** Start **

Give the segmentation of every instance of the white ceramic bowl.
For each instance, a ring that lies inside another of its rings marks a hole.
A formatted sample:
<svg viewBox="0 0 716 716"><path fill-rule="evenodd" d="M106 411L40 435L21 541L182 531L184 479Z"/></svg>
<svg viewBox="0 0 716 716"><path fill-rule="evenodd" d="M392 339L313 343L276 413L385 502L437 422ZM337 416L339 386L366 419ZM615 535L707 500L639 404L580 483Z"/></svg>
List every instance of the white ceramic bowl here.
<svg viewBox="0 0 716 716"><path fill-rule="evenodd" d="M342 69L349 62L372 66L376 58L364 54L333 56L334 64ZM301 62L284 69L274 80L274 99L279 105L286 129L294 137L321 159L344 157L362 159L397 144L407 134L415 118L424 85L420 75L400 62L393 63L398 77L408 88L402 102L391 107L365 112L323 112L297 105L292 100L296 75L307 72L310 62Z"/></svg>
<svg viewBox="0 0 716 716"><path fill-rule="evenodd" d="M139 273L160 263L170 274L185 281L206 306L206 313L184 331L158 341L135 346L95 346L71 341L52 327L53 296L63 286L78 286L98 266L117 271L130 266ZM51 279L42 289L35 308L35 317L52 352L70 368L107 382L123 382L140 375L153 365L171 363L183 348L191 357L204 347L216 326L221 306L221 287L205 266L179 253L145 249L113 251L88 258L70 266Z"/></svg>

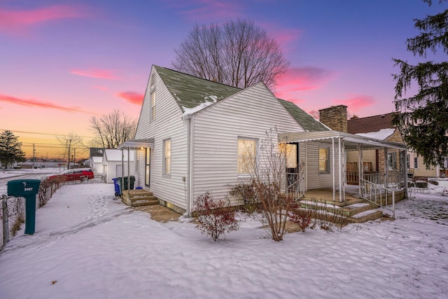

** End **

Rewrite the items above as a JSON list of strings, one string per line, omitting blank lines and leaving out the pictures.

[
  "Give the segmentation of every instance of the white ceramic bowl.",
  "For each instance, a ring that lies inside another of its rings marks a hole.",
  "A formatted sample:",
  "<svg viewBox=\"0 0 716 716\"><path fill-rule=\"evenodd\" d=\"M106 411L40 435L21 541L182 531L184 479Z\"/></svg>",
  "<svg viewBox=\"0 0 716 716\"><path fill-rule=\"evenodd\" d=\"M392 339L313 343L276 413L385 502L437 422ZM337 416L339 386L366 419ZM615 535L707 500L639 404L580 483Z\"/></svg>",
  "List every instance of the white ceramic bowl here.",
  "<svg viewBox=\"0 0 716 716\"><path fill-rule=\"evenodd\" d=\"M342 69L349 62L372 66L376 58L364 54L333 56L334 64ZM301 62L284 69L274 80L274 99L279 105L286 129L294 137L321 159L344 157L362 159L397 144L407 134L415 118L424 85L420 75L400 62L393 63L398 77L408 88L402 102L391 107L365 112L323 112L297 105L292 100L296 75L307 72L310 62Z\"/></svg>",
  "<svg viewBox=\"0 0 716 716\"><path fill-rule=\"evenodd\" d=\"M139 273L160 263L170 274L185 281L206 306L206 313L184 331L158 341L135 346L95 346L71 341L52 327L53 296L63 286L78 286L98 266L117 271L130 266ZM51 279L42 289L35 308L35 317L52 352L70 368L107 382L123 382L140 375L153 365L171 363L183 348L191 357L204 347L216 326L221 306L221 287L205 266L179 253L145 249L113 251L88 258L70 266Z\"/></svg>"
]